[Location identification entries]
..........

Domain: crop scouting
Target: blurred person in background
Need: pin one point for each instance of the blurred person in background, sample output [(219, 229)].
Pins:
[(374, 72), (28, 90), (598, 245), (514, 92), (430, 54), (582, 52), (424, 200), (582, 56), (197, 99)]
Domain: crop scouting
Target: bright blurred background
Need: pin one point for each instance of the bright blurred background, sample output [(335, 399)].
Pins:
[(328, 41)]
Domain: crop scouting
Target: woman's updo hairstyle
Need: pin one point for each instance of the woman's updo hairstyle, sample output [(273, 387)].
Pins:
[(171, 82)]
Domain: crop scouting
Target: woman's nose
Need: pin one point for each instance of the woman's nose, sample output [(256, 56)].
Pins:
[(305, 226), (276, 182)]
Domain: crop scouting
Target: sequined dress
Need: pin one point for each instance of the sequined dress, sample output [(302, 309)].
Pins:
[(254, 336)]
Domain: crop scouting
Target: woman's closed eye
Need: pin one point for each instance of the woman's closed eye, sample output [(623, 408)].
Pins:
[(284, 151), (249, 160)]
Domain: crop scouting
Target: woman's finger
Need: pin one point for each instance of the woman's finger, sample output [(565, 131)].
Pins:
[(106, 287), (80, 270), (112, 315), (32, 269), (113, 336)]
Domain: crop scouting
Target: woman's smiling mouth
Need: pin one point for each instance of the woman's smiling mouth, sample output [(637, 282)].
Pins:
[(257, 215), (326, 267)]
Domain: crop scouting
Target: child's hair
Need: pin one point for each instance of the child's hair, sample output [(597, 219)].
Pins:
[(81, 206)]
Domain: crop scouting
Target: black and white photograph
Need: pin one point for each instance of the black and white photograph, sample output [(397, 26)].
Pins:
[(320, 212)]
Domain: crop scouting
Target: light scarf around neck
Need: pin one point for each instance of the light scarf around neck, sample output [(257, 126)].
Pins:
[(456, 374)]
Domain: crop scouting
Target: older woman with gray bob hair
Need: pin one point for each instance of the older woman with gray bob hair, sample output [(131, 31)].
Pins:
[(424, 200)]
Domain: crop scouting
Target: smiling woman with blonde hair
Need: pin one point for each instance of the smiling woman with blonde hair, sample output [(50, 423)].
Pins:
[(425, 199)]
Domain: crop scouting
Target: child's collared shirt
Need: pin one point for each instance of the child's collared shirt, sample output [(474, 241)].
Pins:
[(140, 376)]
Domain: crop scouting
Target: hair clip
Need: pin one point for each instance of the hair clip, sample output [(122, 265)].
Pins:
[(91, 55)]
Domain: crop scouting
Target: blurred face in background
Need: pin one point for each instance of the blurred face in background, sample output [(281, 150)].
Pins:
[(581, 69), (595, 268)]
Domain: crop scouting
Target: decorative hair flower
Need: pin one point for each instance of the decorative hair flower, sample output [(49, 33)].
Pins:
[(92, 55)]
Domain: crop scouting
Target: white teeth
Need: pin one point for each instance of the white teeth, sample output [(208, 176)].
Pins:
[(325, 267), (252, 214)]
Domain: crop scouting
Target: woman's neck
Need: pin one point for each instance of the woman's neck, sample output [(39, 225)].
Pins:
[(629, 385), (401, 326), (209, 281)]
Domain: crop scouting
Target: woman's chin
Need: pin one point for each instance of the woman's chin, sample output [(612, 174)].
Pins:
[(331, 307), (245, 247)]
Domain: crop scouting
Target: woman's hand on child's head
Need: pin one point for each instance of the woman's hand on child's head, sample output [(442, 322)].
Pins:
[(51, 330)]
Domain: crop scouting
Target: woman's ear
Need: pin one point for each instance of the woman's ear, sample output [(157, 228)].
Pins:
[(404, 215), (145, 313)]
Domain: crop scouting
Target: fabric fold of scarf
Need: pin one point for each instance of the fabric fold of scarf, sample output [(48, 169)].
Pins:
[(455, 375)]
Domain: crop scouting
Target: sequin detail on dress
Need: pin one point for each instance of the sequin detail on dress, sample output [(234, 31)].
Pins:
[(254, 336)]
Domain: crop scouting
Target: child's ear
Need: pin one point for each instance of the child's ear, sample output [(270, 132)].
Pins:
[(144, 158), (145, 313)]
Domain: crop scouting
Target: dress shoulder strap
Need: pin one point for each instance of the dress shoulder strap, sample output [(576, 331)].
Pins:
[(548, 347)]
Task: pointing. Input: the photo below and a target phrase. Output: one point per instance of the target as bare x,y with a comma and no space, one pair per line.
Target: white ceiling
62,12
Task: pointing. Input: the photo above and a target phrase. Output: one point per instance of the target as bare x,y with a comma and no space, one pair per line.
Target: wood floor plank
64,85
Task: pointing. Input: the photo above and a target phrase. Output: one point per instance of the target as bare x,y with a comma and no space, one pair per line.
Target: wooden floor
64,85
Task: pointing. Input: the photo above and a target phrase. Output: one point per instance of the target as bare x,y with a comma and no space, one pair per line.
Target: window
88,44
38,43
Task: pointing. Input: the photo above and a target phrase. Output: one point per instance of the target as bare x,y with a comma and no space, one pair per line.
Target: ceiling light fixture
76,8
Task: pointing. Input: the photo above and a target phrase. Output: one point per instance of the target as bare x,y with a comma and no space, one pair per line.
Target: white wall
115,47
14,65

..........

| Given problem |
Copy all of the material word for word.

| Answer to this task |
Domain: crop scouting
Target: blurred person in background
Need: pin one point for each instance of the blurred person in background, sample output [(219, 229)].
Pins:
[(374, 72), (28, 90), (598, 245), (514, 92), (430, 54), (582, 52), (424, 200), (582, 56), (197, 99)]
Domain: crop scouting
Target: bright blurred background
Need: pin one point for each instance of the bright blurred background, sample output [(335, 399)].
Pins:
[(328, 41)]
Domain: crop scouting
Target: woman's updo hairstyle
Need: pin one point for each instance of the woman's updo hairstyle, sample output [(273, 387)].
Pins:
[(171, 82)]
Domain: crop scouting
Target: woman's nose
Need: pin one point for each instance of the woman's nose, sample output [(256, 56)].
Pins:
[(305, 226), (276, 182)]
Domain: crop scouting
Target: sequined dress
Need: pin one point for each instance of the sequined dress, sample output [(302, 309)].
Pins:
[(254, 336)]
Domain: crop scouting
Target: woman's closed eye
Need: pin one point for each instance of the woman's closed eye, sample output [(623, 408)].
Pins:
[(284, 151), (249, 160)]
Domain: crop scouting
Target: woman's finger
Need: pin one point for each instance of the woman's finger, sample output [(565, 131)].
Pins:
[(106, 287), (80, 270), (112, 315), (32, 269), (113, 336)]
Domain: crop scouting
Target: woman's smiling mouth
Need: pin one point for each instance of the woman's smiling mouth, sample output [(637, 282)].
Pins:
[(257, 215), (326, 267)]
Domain: crop scouting
Target: child's hair
Need: pin one point for each instance of the child's hair, sample output [(597, 219)].
Pins:
[(81, 206)]
Domain: crop scouting
Target: black and white photograph
Need: pin one point for each instance of the black and white photograph, sample output [(397, 26)].
Pins:
[(320, 212)]
Domain: crop scouting
Target: light scarf around neck
Need: pin one point for each instance of the light scarf around neck, sample output [(257, 126)].
Pins:
[(456, 374)]
Domain: crop scouting
Target: older woman with gray bob hair
Need: pin one point for each instance of the older woman with gray bob hair, sample output [(131, 31)].
Pins:
[(424, 200)]
Domain: crop scouting
Target: smiling woman with blonde hair
Need: pin one point for each instance of the smiling woman with blonde hair, sample output [(50, 423)].
Pins:
[(425, 199)]
Domain: crop scouting
Target: child's collared shirt
Need: pin one point for each instance of the child's collared shirt, sample output [(474, 241)].
Pins:
[(140, 376)]
Domain: crop scouting
Target: hair clip
Need: pin one point for each instance of the hair clip, sample output [(122, 265)].
Pins:
[(91, 55)]
Domain: crop scouting
Target: blurred face in background
Need: pin one point for each instance of the blurred face in background, sample output [(281, 150)].
Pins:
[(581, 69), (595, 268)]
Domain: crop scouting
Target: decorative hair flower
Need: pin one point for each instance of the decorative hair flower, sample output [(49, 33)].
Pins:
[(92, 55)]
Domain: crop scouting
Target: white teeth
Need: pin one point for each instance of the white teeth, sample output [(208, 176)].
Pins:
[(325, 267), (252, 214)]
Domain: crop scouting
Target: woman's neck
Need: pin one point for each instance of the woman's neck, sample output [(39, 225)].
Pins:
[(629, 385), (401, 326), (209, 281)]
Domain: crop scouting
Target: woman's chin
Need: pin one point for each instance of the woman's chin, sample output [(612, 174)].
Pins:
[(331, 307), (245, 247)]
Domain: crop scouting
Target: woman's hand on child's head
Need: pin one point for each instance of the woman's hand on child's head, sample output [(442, 322)].
Pins:
[(51, 330)]
Domain: crop scouting
Target: woman's ear
Need: pin one point for each instance of the woman's ear, sample output [(157, 228)].
Pins:
[(404, 215), (145, 313)]
Domain: crop scouting
Target: fabric fold of scarf
Need: pin one point for each instance of the fabric fold of scarf, sample output [(48, 169)].
Pins:
[(455, 375)]
Domain: crop scouting
Target: sequin detail on dress
Need: pin one point for each instance of the sequin detail on dress, sample output [(234, 31)].
Pins:
[(254, 336)]
Domain: crop scouting
Target: child's ear
Need: pin one point for each instance of the child's ear, sample output [(270, 132)].
Pins:
[(144, 158), (145, 313)]
Domain: crop scouting
Target: dress shoulder strap
Need: pin one point for each instance of the dress shoulder strap, sample output [(576, 331)].
Pins:
[(548, 347)]
Task: pointing. Input: the photo below and a target phrase. Output: one point per instance of the target as bare x,y with a comma and no space, one pair per line.
Target: white ceiling
62,12
Task: pointing. Input: the photo above and a target phrase. Output: one point per instance of the target as bare x,y with a comma and no space, one pair per line.
Target: wood floor plank
64,85
Task: pointing. Input: the photo above and a target phrase. Output: one point per instance of the target as bare x,y with a comma and no space, one pair per line.
Target: wooden floor
64,85
Task: pointing. Input: the photo above and a target phrase. Output: one point per instance of the target as bare x,y with a comma and no space, one pair per line.
Target: window
88,44
38,43
Task: pointing. Input: the photo above and a target phrase. Output: one point per instance of the target as bare x,y with a comma and no space, one pair per line.
Target: ceiling light fixture
76,8
Task: pointing. Input: the photo above and a target phrase. Output: one point per instance of the target as bare x,y with a comma and no space, one pair per line.
Target: white wall
115,47
14,65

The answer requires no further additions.